* _TASK DETAILS_:
Return every line of the listing below, unchanged, from its first line to the line holding "point(1279, 620)", that line included.

*** Opening THE RECORDS ***

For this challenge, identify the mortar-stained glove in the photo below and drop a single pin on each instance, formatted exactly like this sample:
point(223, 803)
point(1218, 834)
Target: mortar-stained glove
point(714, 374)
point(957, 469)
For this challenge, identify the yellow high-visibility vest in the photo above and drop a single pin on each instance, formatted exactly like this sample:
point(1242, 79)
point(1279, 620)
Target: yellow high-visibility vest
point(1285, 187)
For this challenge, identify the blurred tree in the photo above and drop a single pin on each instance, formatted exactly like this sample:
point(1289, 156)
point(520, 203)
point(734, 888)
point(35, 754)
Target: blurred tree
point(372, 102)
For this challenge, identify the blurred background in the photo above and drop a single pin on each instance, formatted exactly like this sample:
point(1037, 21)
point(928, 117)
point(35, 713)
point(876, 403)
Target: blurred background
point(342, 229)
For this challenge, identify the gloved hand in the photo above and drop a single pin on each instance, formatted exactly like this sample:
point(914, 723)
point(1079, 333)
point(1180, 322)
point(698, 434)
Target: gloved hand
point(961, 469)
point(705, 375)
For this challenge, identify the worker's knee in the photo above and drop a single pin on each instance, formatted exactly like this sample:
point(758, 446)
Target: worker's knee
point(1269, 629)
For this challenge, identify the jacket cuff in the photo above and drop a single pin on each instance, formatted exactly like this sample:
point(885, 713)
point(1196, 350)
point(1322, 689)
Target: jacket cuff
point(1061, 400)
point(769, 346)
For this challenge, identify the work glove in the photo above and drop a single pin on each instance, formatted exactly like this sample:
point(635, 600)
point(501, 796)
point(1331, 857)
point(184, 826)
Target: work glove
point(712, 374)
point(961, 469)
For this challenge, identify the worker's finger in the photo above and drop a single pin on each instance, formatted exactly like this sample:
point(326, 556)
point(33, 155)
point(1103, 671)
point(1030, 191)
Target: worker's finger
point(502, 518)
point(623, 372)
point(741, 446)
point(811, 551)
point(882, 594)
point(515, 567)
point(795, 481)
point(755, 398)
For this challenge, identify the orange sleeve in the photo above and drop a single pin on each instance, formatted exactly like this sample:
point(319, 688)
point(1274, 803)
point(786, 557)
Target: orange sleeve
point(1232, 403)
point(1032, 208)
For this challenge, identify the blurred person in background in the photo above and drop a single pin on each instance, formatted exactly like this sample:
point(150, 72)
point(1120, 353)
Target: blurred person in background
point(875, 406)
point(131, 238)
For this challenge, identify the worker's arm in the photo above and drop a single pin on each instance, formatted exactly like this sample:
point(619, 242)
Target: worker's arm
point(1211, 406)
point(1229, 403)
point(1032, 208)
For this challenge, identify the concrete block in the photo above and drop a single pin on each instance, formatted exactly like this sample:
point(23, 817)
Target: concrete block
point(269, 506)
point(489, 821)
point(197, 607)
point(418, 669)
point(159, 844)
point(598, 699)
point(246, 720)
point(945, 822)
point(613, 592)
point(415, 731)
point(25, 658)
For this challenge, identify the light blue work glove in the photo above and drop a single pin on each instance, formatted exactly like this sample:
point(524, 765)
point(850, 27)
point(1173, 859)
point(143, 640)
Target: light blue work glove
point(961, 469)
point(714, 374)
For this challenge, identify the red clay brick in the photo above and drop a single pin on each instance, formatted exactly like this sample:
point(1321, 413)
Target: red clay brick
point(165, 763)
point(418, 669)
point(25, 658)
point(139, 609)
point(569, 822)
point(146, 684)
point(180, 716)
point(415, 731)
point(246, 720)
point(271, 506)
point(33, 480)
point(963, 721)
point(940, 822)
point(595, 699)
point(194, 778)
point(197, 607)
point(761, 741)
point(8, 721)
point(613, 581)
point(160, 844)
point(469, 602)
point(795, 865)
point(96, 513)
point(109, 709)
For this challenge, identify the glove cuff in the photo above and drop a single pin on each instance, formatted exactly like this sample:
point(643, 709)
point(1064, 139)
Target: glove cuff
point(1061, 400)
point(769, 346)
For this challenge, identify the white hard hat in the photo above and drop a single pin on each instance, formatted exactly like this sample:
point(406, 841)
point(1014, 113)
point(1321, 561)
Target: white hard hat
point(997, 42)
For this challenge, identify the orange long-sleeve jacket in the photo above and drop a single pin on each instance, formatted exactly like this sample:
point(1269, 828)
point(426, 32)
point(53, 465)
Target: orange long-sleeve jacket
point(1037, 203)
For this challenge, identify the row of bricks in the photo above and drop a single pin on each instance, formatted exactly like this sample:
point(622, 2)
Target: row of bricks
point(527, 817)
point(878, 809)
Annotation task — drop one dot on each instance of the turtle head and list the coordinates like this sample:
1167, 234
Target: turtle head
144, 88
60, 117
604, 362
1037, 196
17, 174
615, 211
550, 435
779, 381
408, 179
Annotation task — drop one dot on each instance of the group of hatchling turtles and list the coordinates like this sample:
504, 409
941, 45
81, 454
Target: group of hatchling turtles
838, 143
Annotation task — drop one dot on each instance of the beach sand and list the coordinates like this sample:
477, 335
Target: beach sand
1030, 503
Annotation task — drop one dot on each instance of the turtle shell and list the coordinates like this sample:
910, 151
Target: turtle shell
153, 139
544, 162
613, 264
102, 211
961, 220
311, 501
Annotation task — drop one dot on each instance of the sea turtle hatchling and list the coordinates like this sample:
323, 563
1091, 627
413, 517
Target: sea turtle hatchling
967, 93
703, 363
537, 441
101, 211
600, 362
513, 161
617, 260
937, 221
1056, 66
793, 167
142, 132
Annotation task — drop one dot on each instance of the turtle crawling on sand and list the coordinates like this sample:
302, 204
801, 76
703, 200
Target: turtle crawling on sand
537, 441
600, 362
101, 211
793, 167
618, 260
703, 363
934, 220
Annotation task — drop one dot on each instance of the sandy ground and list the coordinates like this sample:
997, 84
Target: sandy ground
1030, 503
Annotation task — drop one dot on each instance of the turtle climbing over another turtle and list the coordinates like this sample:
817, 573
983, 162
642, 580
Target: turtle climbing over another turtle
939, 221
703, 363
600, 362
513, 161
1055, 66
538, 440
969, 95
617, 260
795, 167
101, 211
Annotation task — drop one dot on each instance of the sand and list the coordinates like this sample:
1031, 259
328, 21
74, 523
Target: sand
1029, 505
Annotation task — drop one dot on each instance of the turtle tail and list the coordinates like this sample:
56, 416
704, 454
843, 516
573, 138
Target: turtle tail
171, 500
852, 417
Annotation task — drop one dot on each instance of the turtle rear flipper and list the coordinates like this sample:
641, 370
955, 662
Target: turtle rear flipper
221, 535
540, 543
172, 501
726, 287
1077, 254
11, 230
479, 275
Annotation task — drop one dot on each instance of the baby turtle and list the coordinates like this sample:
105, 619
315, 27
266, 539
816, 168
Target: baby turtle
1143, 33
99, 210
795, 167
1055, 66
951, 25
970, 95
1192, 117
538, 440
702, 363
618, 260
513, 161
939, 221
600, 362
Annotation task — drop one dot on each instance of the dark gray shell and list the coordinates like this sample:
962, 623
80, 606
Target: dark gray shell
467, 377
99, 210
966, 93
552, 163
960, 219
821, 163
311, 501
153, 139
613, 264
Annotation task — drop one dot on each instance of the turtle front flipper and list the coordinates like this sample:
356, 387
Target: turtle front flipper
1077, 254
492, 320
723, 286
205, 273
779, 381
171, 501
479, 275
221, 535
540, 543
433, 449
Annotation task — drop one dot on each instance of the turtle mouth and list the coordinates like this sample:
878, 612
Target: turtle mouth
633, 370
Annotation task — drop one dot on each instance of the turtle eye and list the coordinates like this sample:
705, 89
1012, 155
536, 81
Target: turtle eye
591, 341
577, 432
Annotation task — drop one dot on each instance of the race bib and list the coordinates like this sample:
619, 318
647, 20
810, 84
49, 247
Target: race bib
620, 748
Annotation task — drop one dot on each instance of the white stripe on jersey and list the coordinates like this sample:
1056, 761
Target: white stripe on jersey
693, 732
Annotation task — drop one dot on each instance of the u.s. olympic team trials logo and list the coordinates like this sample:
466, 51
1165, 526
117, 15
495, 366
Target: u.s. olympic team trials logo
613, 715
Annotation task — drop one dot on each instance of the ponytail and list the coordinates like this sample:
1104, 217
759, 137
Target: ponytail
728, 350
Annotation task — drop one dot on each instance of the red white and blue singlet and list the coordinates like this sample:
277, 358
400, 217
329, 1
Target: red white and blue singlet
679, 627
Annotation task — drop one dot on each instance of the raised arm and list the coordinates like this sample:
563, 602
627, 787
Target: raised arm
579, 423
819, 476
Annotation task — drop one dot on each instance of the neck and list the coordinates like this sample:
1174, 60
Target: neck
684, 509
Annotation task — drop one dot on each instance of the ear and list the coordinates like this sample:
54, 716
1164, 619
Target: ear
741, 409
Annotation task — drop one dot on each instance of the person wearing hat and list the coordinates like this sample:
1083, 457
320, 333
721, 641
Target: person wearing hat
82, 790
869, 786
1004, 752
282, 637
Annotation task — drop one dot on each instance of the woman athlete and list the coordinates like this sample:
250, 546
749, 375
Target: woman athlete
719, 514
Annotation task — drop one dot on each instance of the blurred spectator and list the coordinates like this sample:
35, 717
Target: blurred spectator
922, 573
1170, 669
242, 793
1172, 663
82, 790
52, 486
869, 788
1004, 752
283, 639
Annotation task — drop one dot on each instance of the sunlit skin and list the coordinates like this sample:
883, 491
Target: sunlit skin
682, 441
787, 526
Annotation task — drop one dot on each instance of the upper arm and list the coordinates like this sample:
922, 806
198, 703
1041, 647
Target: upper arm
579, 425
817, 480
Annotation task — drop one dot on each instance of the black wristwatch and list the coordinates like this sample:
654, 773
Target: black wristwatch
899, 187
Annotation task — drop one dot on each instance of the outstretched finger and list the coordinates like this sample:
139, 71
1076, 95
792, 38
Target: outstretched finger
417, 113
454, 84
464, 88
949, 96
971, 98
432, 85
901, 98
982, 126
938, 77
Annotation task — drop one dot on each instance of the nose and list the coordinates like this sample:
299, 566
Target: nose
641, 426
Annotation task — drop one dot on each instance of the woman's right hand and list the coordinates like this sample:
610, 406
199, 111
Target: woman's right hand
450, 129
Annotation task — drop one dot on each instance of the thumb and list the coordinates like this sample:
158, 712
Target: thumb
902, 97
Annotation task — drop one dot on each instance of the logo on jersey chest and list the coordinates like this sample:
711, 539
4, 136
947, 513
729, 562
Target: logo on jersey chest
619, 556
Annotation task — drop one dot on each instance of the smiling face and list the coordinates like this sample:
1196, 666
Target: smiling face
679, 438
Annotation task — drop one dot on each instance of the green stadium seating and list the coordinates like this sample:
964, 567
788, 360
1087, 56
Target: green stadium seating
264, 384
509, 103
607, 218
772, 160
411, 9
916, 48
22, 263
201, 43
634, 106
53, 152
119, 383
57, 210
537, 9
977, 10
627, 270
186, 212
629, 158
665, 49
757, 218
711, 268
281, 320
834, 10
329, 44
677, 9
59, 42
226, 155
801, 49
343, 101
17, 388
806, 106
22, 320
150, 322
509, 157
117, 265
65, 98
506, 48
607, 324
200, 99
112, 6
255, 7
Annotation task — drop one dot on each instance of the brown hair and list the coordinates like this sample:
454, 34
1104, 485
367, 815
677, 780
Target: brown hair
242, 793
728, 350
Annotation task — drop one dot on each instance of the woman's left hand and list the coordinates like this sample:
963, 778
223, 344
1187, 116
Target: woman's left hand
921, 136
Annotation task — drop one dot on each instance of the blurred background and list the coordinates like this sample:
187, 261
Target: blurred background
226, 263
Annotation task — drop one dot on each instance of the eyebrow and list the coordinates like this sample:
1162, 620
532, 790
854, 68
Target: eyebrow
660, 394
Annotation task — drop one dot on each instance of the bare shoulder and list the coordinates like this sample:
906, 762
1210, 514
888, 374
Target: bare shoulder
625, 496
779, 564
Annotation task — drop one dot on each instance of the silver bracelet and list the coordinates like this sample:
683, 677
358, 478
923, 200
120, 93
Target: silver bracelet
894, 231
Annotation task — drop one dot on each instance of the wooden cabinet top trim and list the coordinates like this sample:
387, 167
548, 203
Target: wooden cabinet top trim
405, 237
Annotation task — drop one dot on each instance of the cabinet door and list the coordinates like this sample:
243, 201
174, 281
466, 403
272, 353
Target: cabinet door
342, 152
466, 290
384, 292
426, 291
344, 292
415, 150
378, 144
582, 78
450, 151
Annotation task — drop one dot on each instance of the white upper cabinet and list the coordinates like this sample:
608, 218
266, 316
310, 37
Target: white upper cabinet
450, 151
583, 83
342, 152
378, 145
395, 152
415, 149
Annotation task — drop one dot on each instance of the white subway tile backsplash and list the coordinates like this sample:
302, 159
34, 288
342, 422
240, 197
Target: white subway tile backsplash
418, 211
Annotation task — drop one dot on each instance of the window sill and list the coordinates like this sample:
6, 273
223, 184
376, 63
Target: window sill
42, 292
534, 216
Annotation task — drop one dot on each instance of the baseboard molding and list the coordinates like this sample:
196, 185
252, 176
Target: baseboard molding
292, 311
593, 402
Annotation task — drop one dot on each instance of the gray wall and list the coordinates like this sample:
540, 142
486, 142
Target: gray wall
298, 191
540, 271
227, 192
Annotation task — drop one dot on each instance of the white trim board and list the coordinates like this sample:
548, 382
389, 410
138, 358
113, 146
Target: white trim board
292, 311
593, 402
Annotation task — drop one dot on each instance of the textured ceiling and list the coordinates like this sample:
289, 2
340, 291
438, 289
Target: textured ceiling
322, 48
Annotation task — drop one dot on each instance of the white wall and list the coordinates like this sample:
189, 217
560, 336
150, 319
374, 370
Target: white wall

*** Closing THE RECORDS ***

* _YOUR RESPONSE_:
For this challenge, identify the mortar-stained glove in the photo below and drop a single pin on each instance, formatted exactly like this sample:
point(223, 803)
point(1218, 834)
Target: mortar-stained glove
point(714, 374)
point(957, 469)
For this challenge, identify the yellow high-visibility vest in the photo above and drop a single pin on each instance, formatted exactly like this sample:
point(1242, 79)
point(1279, 620)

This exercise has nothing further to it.